Given instruction: Repeat, word for word, the line with "Annotation task — pin every instance of the green tree" and each one after it to the end. No picture goes into the copy.

Task input:
────────
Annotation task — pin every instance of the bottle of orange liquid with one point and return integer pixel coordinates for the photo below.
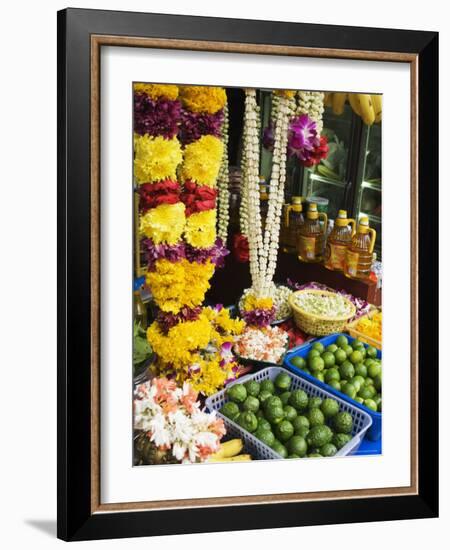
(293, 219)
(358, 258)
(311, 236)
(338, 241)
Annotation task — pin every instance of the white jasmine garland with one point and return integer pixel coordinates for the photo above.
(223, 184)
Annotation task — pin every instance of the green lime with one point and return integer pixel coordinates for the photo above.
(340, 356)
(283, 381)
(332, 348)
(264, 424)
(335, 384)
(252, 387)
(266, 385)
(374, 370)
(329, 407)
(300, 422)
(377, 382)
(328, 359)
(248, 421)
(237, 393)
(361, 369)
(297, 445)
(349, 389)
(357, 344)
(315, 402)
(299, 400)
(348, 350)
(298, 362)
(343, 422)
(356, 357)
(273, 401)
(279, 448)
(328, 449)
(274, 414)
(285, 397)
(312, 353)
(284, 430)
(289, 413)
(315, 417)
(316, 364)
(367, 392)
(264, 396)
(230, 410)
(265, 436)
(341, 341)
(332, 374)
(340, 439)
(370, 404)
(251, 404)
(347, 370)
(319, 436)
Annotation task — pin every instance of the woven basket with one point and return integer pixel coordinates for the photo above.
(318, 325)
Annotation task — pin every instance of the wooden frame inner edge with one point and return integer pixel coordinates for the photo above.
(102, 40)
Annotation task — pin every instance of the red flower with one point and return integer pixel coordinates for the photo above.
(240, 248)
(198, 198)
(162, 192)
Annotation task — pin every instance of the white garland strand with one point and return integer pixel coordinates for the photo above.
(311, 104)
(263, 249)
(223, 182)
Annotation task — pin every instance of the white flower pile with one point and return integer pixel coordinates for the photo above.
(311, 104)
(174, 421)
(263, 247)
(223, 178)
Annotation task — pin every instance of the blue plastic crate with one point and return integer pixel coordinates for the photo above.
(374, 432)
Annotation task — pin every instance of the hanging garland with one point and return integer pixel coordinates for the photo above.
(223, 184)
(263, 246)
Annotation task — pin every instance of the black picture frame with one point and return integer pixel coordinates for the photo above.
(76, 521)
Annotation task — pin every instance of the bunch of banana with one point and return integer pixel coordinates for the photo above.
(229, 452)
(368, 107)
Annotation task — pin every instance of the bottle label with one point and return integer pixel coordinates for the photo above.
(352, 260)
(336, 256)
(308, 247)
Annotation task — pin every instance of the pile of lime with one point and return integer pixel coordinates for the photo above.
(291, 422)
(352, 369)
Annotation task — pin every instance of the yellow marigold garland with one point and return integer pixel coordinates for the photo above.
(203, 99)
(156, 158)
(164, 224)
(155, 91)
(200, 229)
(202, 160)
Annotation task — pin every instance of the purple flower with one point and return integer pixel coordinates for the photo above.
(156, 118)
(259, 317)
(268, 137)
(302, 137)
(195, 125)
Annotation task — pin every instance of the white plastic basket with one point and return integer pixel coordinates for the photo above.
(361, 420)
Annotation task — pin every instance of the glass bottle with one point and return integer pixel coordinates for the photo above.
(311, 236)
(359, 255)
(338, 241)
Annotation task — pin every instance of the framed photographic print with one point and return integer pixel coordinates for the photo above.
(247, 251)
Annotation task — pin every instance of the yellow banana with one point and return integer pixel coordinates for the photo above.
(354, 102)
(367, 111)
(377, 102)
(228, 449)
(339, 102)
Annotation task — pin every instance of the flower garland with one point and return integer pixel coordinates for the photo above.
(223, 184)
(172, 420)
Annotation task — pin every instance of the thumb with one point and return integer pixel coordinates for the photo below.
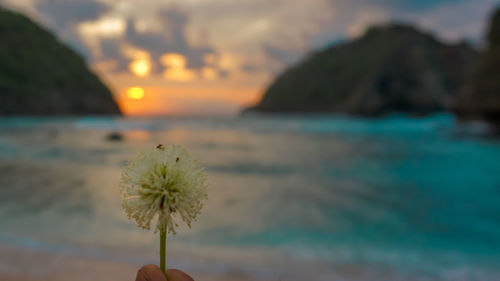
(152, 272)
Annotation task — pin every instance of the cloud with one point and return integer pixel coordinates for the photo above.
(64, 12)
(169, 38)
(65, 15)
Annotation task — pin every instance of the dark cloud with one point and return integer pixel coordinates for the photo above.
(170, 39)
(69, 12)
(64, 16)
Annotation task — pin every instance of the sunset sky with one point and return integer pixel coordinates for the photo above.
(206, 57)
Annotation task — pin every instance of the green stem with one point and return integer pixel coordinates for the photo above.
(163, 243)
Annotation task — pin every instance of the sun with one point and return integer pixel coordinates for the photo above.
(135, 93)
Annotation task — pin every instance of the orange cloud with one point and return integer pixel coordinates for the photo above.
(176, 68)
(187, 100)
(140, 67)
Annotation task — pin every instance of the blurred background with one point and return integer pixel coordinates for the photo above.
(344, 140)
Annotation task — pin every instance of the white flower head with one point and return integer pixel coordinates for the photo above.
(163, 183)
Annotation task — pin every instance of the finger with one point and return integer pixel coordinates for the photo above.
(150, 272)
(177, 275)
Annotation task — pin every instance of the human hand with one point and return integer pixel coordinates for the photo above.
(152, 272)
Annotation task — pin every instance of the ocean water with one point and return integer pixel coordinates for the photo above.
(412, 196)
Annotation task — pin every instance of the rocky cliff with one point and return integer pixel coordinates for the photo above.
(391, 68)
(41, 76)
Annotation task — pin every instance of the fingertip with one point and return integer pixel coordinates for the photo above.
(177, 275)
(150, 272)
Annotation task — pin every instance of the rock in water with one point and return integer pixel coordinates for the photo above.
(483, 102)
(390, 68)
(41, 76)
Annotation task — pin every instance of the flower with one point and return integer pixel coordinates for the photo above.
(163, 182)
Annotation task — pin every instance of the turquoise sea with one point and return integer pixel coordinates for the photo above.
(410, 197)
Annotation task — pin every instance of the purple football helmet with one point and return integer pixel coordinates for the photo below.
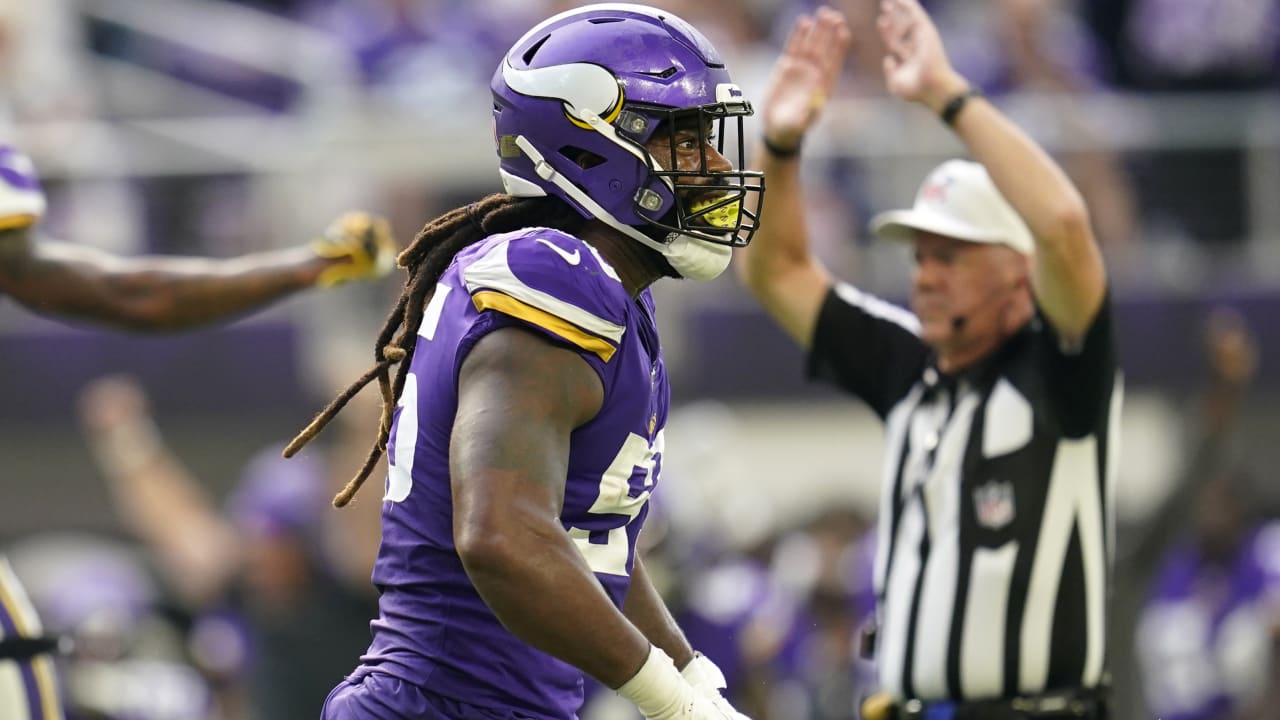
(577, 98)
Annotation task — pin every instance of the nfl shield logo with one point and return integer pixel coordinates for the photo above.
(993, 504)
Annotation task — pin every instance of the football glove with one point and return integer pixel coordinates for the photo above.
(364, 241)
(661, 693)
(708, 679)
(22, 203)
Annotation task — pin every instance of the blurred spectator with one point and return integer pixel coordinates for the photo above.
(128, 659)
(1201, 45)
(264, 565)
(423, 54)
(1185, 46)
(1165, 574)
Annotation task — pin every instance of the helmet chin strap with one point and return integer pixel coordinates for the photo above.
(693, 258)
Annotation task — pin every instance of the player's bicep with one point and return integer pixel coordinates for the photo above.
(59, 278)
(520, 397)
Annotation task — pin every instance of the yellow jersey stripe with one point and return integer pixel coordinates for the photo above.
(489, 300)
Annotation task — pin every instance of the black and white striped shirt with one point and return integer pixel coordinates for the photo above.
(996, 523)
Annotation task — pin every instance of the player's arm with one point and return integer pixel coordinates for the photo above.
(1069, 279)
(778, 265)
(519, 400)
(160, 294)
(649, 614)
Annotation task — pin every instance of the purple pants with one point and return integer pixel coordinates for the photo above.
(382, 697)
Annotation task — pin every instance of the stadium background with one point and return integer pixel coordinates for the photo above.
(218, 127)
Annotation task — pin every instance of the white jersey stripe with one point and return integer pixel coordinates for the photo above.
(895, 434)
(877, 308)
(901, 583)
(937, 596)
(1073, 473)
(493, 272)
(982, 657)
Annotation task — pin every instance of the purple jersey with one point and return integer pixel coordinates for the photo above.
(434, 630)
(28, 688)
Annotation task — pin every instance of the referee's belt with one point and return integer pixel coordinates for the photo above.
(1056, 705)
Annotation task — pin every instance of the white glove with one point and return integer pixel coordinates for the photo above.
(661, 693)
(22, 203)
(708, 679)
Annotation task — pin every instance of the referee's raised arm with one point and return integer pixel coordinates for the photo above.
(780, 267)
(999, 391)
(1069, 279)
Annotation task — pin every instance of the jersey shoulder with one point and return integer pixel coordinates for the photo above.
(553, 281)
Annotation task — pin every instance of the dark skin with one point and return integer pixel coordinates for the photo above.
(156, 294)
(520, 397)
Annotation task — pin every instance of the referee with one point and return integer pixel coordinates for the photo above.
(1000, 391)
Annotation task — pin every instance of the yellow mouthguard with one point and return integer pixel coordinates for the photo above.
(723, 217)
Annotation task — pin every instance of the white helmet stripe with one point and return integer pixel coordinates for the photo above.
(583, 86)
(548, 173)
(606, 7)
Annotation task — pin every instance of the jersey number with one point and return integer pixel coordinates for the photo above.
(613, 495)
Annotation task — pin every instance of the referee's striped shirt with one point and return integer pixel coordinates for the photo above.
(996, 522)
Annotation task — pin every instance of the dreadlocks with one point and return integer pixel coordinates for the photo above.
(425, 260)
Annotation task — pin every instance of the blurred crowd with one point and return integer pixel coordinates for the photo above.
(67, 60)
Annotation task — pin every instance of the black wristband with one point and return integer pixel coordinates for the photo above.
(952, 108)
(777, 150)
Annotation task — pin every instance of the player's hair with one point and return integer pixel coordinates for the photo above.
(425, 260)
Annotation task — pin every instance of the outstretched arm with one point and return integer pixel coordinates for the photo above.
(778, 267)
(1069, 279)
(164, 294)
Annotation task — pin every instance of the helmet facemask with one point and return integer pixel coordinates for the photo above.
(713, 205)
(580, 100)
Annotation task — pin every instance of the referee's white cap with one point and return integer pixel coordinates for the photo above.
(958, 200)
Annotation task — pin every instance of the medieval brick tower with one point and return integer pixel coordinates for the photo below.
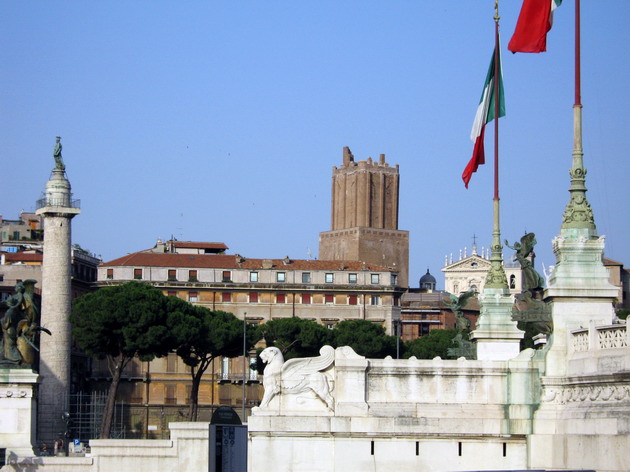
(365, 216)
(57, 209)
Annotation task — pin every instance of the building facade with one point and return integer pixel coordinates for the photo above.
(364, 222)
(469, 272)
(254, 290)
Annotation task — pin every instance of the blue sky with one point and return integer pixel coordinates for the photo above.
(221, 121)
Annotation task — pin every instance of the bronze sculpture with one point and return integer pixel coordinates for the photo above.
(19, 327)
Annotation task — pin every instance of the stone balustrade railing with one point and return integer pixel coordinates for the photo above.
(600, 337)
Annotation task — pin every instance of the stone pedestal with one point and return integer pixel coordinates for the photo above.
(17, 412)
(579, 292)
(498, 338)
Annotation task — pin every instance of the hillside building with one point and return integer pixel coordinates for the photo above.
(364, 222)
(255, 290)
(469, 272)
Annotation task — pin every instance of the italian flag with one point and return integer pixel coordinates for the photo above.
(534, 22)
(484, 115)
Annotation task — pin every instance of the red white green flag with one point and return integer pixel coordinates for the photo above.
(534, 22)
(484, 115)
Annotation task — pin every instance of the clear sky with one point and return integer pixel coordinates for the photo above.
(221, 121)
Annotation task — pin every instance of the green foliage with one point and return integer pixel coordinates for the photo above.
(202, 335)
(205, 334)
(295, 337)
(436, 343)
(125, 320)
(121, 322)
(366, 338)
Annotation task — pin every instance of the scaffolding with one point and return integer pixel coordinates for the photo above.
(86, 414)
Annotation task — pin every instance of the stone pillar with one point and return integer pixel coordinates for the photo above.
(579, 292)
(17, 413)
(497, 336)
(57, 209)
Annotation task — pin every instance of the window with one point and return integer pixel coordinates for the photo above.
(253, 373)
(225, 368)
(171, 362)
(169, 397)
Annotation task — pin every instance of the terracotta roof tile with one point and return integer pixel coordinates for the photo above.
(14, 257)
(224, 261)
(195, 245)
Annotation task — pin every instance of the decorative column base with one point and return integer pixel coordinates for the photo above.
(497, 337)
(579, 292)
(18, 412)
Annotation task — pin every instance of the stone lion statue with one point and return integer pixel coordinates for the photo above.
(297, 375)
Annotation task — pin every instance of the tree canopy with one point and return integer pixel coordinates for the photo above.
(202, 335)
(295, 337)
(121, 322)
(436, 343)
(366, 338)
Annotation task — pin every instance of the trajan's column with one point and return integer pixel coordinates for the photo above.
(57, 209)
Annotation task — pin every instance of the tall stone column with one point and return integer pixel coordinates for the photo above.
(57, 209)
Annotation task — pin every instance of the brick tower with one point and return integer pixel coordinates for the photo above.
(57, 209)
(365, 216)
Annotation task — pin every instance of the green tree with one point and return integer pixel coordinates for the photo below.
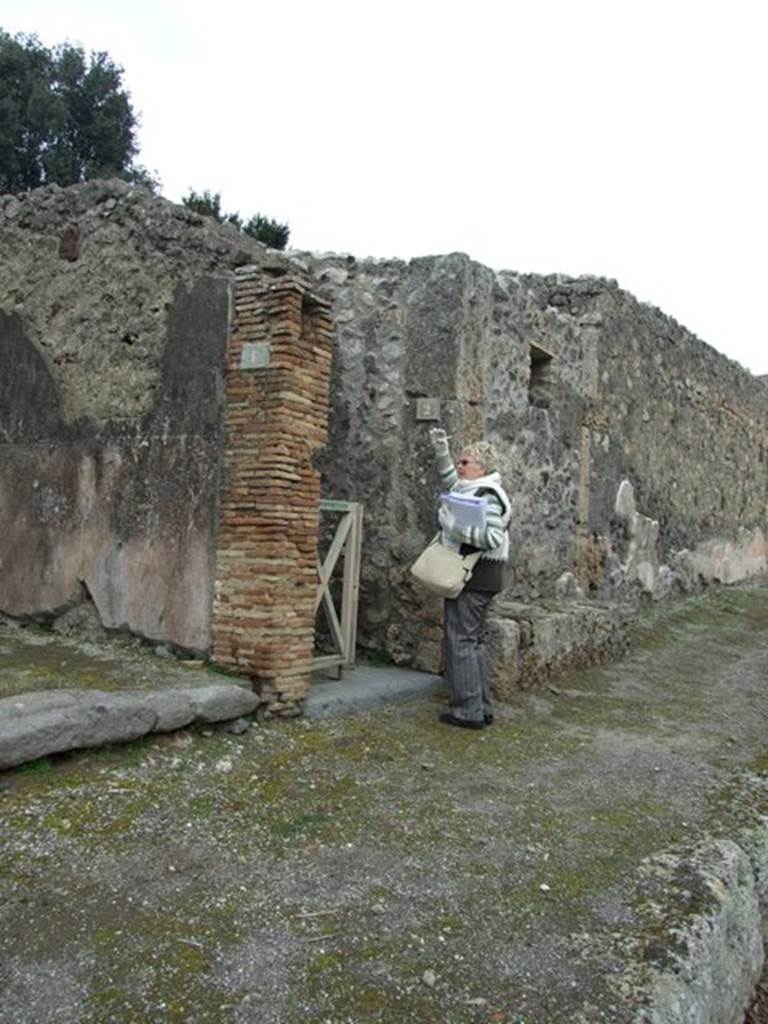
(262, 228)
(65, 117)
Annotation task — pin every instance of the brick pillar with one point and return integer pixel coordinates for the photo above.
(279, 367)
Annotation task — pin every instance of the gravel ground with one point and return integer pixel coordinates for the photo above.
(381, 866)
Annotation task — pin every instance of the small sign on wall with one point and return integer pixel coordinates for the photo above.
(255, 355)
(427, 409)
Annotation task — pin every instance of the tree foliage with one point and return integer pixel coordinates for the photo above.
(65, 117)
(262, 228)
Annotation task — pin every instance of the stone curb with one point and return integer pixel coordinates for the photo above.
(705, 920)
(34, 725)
────────
Solution to the exercise:
Annotation task — pin every instance of the green tree with one point and return integer pixel coordinates for the photo below.
(262, 228)
(65, 117)
Annotation task — pin every instance of the brick pillar with one point and return integer pixel coordinates for the photo above.
(279, 367)
Annotation task — pin every instance of the gravel ground with one point and return integer pixel coordinates for the photo above.
(381, 866)
Annotation task — pin every instance of the small sign on wall with one point and return integer pixel coordinates for the photo above.
(255, 355)
(427, 409)
Annotation task — pin every instance of the tree foliage with one point and return integer pixel coordinates for the photo above.
(65, 117)
(262, 228)
Annotation task — pin every instance of the stone curb with one point and return integer pixel coordinates for the photo above.
(705, 920)
(34, 725)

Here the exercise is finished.